A Different Sort of Writer

To those of you who think I missed Marcel Proust’s birthday back on Monday, not a bit of it. I was saving him for today, when I wanted to wish happy birthday to Lydia Davis, whom I consider his best translator. Or maybe just his most Tom-friendly translator. For me, she saved Swann’s Way from the purgatory of C. K. Scott Moncrieff/Terence Kilmartin previous translations. She has also done a very well-received translation of Madame Bovary, although I can’t personally vouch for it.

What I really want to talk about today, however, is Davis’s own work. Her metier might be called “flash fiction” or the “short-short” (horrible associations there), but I don’t think any genre quite contains her. She does indeed write very short fiction. Her first volume had stories running from about four to maybe eight pages, but she kept refining her approach, and many of her later stories run less than a page. Sometimes much less. Here is the entirety of “Samuel Johnson Is Indignant:”: “that Scotland has so few trees.” I believe that meets the Hemingway six-word story challenge, although the four-word title might disqualify it. What she has been learning over the decades, and what she has been trying to teach us, is how very much story can be packed into a tiny space. Good lesson, don’t you think? I just wish I could learn it.

Romantic Stuff

I’ve been remiss! Yesterday was important for two writers of the Romantic/early Victorian walking poetry club. July 13 is the anniversary of William Wordsworth’s visit to the ruined Tintern Abbey in 1798 during a walking tour of the Lake District. By the time he had walked on to Bristol several days later, he had, he claimed, composed the entire 1200 line poem in his head. Upon arrival, he wrote it all down with, he always maintained, not a line changed. You can just about hear the rhythm of walking in all those unrhymed lines of iambs, but you have to listen very closely.

SET TASKS:
a: From the post, reproduce the stretch from "A Different Sort" through "vouch for it.".
b: In the post, how many lines long is the poem Wordsworth claimed to have composed in his head while walking?

ENTRIES SUPPLIED:
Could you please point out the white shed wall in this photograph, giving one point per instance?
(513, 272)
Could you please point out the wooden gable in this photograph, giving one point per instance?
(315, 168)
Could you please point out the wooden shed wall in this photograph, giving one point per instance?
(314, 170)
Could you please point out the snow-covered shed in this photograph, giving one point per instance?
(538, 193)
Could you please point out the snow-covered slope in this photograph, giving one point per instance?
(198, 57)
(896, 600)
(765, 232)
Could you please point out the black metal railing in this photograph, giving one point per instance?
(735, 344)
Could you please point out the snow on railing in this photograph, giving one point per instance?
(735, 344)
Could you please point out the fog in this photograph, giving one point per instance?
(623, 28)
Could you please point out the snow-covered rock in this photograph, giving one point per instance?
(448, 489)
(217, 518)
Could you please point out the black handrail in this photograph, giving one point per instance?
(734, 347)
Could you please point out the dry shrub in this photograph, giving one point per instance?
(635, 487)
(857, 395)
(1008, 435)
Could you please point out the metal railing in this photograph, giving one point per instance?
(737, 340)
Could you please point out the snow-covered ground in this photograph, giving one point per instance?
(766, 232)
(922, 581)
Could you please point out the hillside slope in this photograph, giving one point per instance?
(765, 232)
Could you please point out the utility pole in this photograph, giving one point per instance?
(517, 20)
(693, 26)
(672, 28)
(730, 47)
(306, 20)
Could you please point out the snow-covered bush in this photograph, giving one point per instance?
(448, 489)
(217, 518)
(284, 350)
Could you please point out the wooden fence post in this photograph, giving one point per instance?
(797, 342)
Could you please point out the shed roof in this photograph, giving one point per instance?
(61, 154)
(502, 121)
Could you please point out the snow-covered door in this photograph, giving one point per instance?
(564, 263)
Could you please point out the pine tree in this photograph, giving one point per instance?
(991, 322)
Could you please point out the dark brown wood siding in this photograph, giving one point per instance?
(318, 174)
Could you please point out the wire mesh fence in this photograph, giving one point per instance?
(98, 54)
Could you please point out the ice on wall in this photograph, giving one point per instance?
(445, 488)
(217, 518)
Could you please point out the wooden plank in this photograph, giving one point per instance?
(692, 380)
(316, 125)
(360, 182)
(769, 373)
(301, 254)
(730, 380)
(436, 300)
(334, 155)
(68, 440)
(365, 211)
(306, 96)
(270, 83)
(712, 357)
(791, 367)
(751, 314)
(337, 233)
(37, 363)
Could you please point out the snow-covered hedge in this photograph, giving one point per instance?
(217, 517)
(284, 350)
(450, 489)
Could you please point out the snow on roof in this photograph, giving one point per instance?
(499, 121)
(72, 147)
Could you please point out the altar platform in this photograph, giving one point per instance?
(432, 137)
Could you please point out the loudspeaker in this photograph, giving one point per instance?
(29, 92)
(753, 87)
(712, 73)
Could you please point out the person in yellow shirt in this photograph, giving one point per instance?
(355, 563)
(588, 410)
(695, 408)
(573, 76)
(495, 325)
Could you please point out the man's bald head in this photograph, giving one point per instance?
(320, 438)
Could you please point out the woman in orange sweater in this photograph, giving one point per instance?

EXERCISE SOLUTIONS:
a:
A Different Sort of Writer

To those of you who think I missed Marcel Proust’s birthday back on Monday, not a bit of it. I was saving him for today, when I wanted to wish happy birthday to Lydia Davis, whom I consider his best translator. Or maybe just his most Tom-friendly translator. For me, she saved Swann’s Way from the purgatory of C. K. Scott Moncrieff/Terence Kilmartin previous translations. She has also done a very well-received translation of Madame Bovary, although I can’t personally vouch for it.

b: 1200 lines.